◆ DIRECTIONS FOR THIS TASK
Report each line of the material below where the word "distant" can be found.
*** Opening EXTRACTED RECORDS ***
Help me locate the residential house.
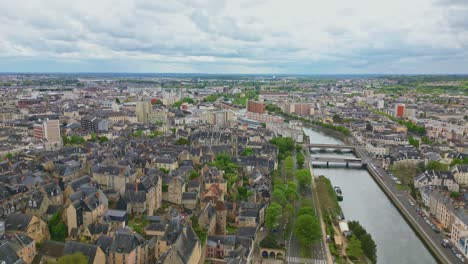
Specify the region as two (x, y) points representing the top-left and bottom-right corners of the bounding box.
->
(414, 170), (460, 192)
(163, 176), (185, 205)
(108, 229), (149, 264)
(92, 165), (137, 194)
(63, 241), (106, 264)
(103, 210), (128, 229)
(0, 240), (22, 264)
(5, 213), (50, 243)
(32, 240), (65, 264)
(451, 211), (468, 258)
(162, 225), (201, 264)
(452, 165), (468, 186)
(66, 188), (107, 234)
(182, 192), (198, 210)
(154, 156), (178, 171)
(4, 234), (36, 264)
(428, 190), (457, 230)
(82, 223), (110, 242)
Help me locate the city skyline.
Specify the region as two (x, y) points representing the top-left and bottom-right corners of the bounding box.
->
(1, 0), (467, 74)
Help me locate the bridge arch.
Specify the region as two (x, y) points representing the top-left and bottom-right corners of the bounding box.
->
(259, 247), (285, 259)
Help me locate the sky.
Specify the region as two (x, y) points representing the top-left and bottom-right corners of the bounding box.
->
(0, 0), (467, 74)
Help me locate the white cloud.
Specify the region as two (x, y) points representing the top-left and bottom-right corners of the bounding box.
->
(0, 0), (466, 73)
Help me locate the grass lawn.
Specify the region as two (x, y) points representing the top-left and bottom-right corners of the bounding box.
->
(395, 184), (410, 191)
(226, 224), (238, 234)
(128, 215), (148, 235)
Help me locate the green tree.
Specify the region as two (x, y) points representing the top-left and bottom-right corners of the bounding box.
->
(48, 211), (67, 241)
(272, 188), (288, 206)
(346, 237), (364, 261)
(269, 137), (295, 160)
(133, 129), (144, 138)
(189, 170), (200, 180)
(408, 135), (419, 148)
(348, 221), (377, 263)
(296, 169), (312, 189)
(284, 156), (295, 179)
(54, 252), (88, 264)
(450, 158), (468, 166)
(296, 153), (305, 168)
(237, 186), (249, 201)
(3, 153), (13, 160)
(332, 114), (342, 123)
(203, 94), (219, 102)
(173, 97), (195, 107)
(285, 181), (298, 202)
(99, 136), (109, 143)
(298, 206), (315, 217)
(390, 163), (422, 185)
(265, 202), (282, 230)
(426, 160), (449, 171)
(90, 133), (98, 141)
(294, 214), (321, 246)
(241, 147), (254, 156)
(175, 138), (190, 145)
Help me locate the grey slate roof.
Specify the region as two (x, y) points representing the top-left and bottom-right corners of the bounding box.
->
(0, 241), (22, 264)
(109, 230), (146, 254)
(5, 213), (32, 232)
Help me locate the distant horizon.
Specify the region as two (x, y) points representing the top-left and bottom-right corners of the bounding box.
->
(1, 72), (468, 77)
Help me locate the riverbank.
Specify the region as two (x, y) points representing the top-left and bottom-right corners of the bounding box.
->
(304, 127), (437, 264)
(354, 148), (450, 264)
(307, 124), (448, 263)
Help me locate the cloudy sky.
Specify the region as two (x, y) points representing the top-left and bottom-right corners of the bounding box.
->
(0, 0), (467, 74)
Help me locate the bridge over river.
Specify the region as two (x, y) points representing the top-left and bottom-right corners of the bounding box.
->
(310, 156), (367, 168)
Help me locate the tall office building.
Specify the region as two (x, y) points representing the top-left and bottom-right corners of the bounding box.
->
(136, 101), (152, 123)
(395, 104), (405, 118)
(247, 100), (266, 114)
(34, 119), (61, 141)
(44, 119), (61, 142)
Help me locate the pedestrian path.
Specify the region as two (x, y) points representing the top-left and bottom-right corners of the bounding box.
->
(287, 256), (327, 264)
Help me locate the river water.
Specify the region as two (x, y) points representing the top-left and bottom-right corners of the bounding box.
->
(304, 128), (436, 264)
*** Closing EXTRACTED RECORDS ***
*** Opening EXTRACTED RECORDS ***
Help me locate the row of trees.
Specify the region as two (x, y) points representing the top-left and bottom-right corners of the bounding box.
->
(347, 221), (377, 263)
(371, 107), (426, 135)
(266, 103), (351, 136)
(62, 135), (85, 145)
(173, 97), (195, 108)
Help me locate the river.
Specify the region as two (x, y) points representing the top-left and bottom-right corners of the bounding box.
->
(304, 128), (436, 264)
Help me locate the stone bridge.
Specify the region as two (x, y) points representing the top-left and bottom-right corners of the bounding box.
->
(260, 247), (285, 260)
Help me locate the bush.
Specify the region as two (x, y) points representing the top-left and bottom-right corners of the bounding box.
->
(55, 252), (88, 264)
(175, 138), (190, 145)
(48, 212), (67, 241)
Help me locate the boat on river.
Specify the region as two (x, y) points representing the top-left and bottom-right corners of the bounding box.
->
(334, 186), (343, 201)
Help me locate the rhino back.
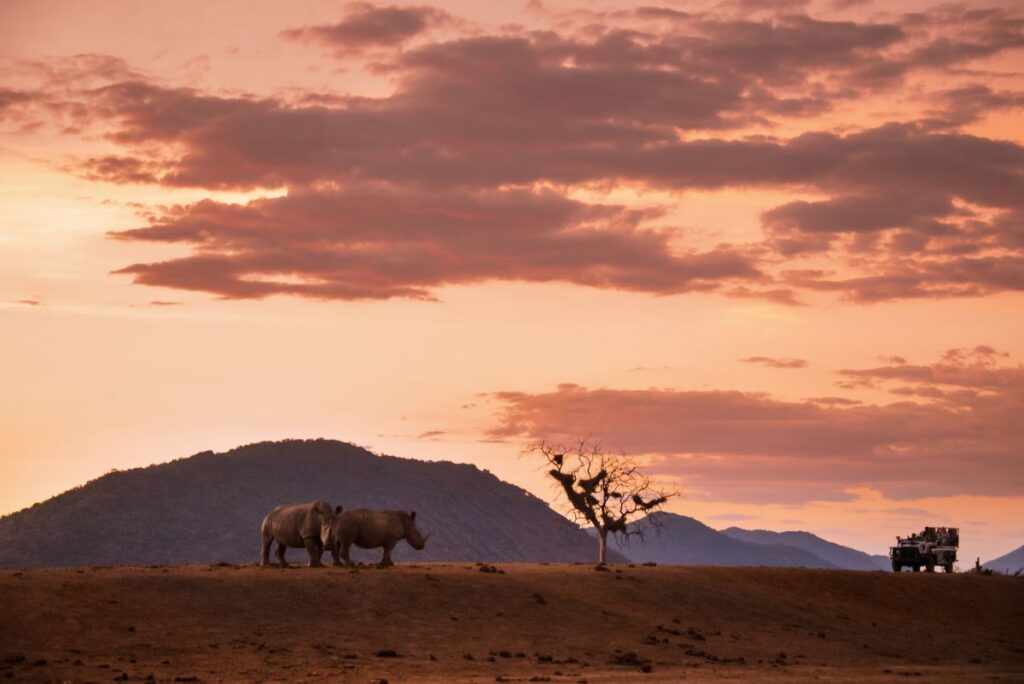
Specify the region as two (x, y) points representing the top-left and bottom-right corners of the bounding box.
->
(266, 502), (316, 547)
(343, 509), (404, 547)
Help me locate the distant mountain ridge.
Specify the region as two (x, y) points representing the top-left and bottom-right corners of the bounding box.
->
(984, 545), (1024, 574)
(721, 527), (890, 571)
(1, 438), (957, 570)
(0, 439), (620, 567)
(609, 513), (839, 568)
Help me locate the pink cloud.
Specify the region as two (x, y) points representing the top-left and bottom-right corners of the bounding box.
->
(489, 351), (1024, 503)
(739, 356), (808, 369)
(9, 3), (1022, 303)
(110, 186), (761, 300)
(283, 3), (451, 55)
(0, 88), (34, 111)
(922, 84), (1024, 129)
*** Closing EXTRACTED RECORDS ***
◆ ANSWER TO THIS PROBLEM
Help me locate the distant horizon.
Help me locate the distant mountain ridge.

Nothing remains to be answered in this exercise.